[Textauszug]
Polizisten, die nach der Sicherung einer Unfallstelle auf der Autobahn nicht ausreichend auf den herannahenden Verkehr achten und sich nicht hinter die Betonschutzwände zurückziehen, können im Falle eines weiteren Unfalls eine Mitschuld tragen. Das hat das Oberlandesgericht (OLG) Frankfurt am Main in einer aktuellen Entscheidung festgestellt und den geschädigten Beamten eine Mitverursachung von einem Drittel zugesprochen.
Hintergrund des Unfalls
Die Entscheidung bezieht sich auf einen Verkehrsunfall, der sich im November 2015 auf der BAB A4 in der Nähe von Kirchheim ereignete. Nach einem ersten Unfall hatten drei Bundespolizisten, die sich auf dem Heimweg befanden, angehalten, um die Unfallstelle abzusichern. Ein Fahrzeug blieb dabei auf der linken Spur stehen, während Trümmerteile die anderen Fahrbahnen blockierten.

[Auflistung im Auszug]
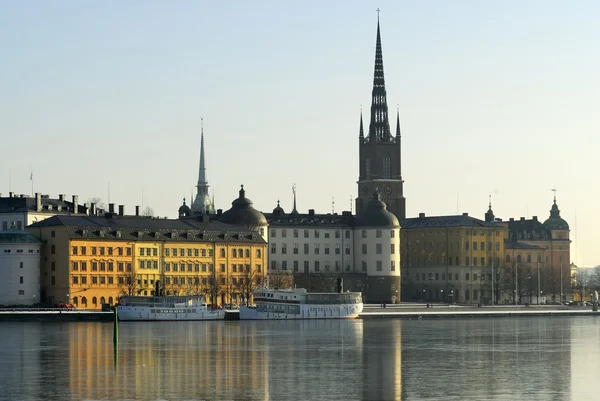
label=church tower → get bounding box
[191,119,215,214]
[356,18,406,220]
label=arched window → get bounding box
[383,153,392,178]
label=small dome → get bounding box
[356,190,400,227]
[179,198,192,217]
[544,199,569,230]
[219,185,268,226]
[273,199,285,216]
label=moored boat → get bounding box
[240,288,363,320]
[117,295,225,321]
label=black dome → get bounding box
[219,185,268,226]
[179,198,192,217]
[356,190,400,227]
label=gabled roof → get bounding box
[28,214,266,244]
[400,214,502,229]
[0,196,87,214]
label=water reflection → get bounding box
[0,317,600,401]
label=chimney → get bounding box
[35,192,42,212]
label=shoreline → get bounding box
[0,304,600,323]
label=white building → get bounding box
[266,192,400,303]
[0,192,87,231]
[0,229,42,306]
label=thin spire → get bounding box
[369,13,391,142]
[396,105,400,138]
[358,107,365,138]
[292,184,298,214]
[198,118,208,187]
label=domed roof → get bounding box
[273,199,285,216]
[544,198,569,230]
[356,189,400,227]
[179,198,192,217]
[219,185,268,226]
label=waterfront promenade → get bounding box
[0,303,600,322]
[359,303,600,319]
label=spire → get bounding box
[358,107,365,138]
[191,118,215,214]
[485,194,496,223]
[396,107,400,139]
[292,184,298,214]
[369,9,392,142]
[198,118,208,187]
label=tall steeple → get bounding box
[356,10,406,220]
[369,11,392,142]
[191,118,215,214]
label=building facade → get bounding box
[0,229,42,306]
[0,192,88,231]
[400,213,507,304]
[27,213,267,309]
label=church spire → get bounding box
[191,118,215,214]
[369,13,392,142]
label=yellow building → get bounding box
[27,213,267,309]
[400,213,508,304]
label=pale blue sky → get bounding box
[0,0,600,265]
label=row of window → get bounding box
[270,260,396,273]
[270,228,396,239]
[72,261,132,272]
[72,245,131,256]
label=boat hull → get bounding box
[117,306,225,321]
[240,304,363,320]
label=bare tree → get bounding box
[117,268,139,296]
[142,206,154,217]
[237,266,263,305]
[267,270,294,289]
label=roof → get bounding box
[265,213,354,227]
[0,229,41,244]
[28,214,266,244]
[400,213,502,229]
[504,240,546,250]
[0,195,87,214]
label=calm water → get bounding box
[0,317,600,401]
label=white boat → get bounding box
[117,295,225,321]
[240,288,363,320]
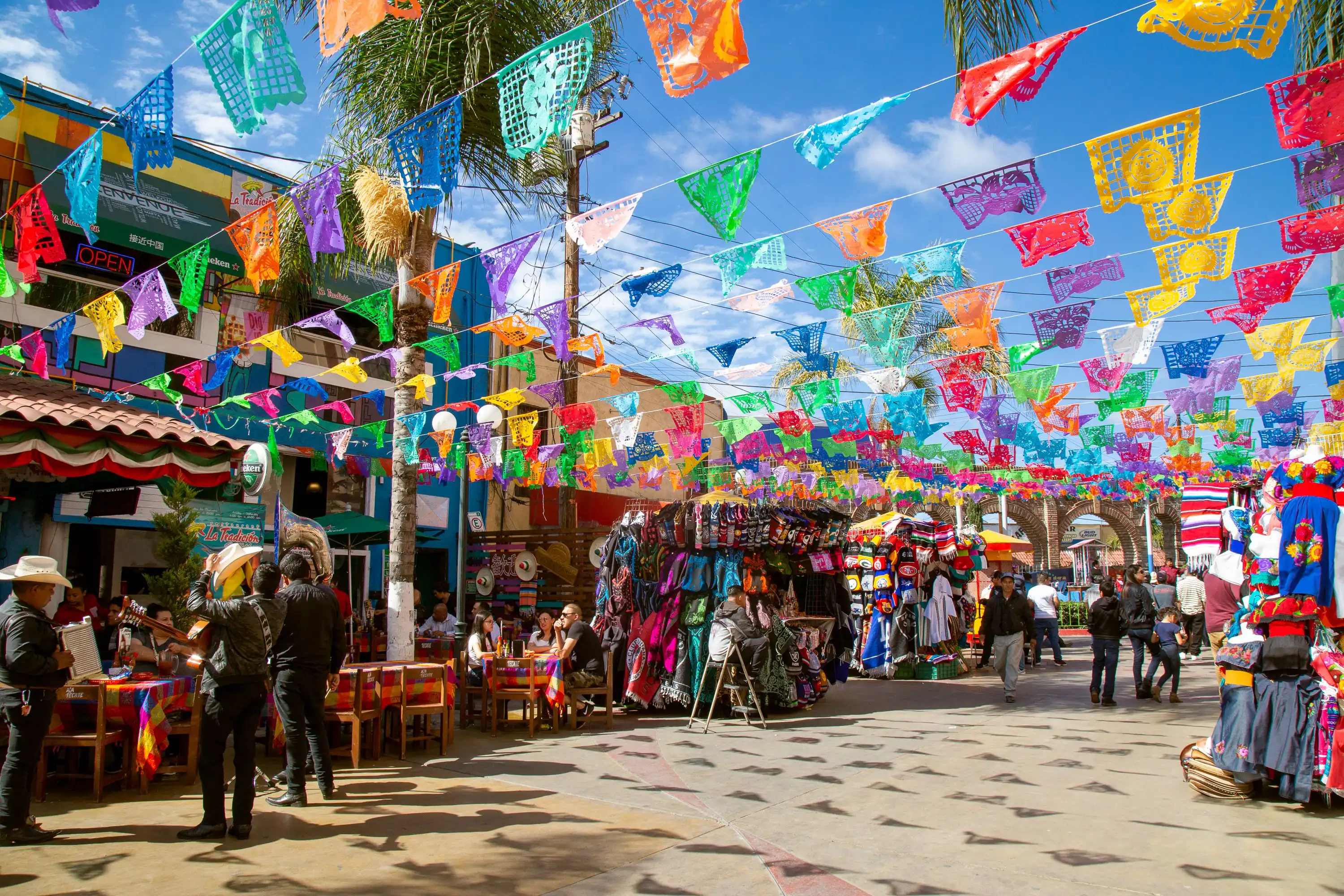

[Aufgabenstellung]
a) Wiederhole aus dem Text über die Mitschuld von Polizisten wörtlich den Abschnitt, der mit den Worten "Polizisten, die nach" beginnt und nach "einem Drittel zugesprochen." endet.
b) Gib die Auflistung von ihrem Anfang bis einschließlich der Zeile mit "[400,213,508,304]" erneut aus und setze dabei "anchored boat" an die Stelle von "moored boat", während alles andere gleich bleibt. Lass die Bilder weg und gib nur diese Zeilen aus.
Der Text über die Mitschuld von Polizisten und die Auflistung stehen in keinem Zusammenhang miteinander.

[Lösungen]
a)
Polizisten, die nach der Sicherung einer Unfallstelle auf der Autobahn nicht ausreichend auf den herannahenden Verkehr achten und sich nicht hinter die Betonschutzwände zurückziehen, können im Falle eines weiteren Unfalls eine Mitschuld tragen. Das hat das Oberlandesgericht (OLG) Frankfurt am Main in einer aktuellen Entscheidung festgestellt und den geschädigten Beamten eine Mitverursachung von einem Drittel zugesprochen.

b)
label=church tower → get bounding box
[191,119,215,214]
[356,18,406,220]
label=arched window → get bounding box
[383,153,392,178]
label=small dome → get bounding box
[356,190,400,227]
[179,198,192,217]
[544,199,569,230]
[219,185,268,226]
[273,199,285,216]
label=anchored boat → get bounding box
[240,288,363,320]
[117,295,225,321]
label=black dome → get bounding box
[219,185,268,226]
[179,198,192,217]
[356,190,400,227]
label=gabled roof → get bounding box
[28,214,266,244]
[400,214,502,229]
[0,196,87,214]
label=water reflection → get bounding box
[0,317,600,401]
label=chimney → get bounding box
[35,192,42,212]
label=shoreline → get bounding box
[0,304,600,323]
label=white building → get bounding box
[266,192,400,303]
[0,192,87,231]
[0,229,42,306]
label=thin spire → get bounding box
[369,13,391,142]
[396,105,400,138]
[358,107,365,138]
[292,184,298,214]
[198,118,208,187]
label=domed roof → get bounding box
[273,199,285,216]
[544,198,569,230]
[356,189,400,227]
[179,198,192,217]
[219,185,268,226]
label=waterfront promenade → get bounding box
[0,303,600,322]
[359,303,600,319]
label=spire → get bounding box
[358,107,365,138]
[191,118,215,214]
[485,194,496,223]
[396,107,400,139]
[292,184,298,214]
[369,9,392,142]
[198,118,208,187]
label=tall steeple → get bounding box
[356,10,406,220]
[369,11,392,142]
[191,118,215,214]
label=building facade → get bounding box
[0,229,42,306]
[0,192,88,231]
[400,213,507,304]
[27,213,267,309]
label=church spire → get bounding box
[191,118,215,214]
[369,13,392,142]
label=yellow building → get bounding box
[27,213,267,309]
[400,213,508,304]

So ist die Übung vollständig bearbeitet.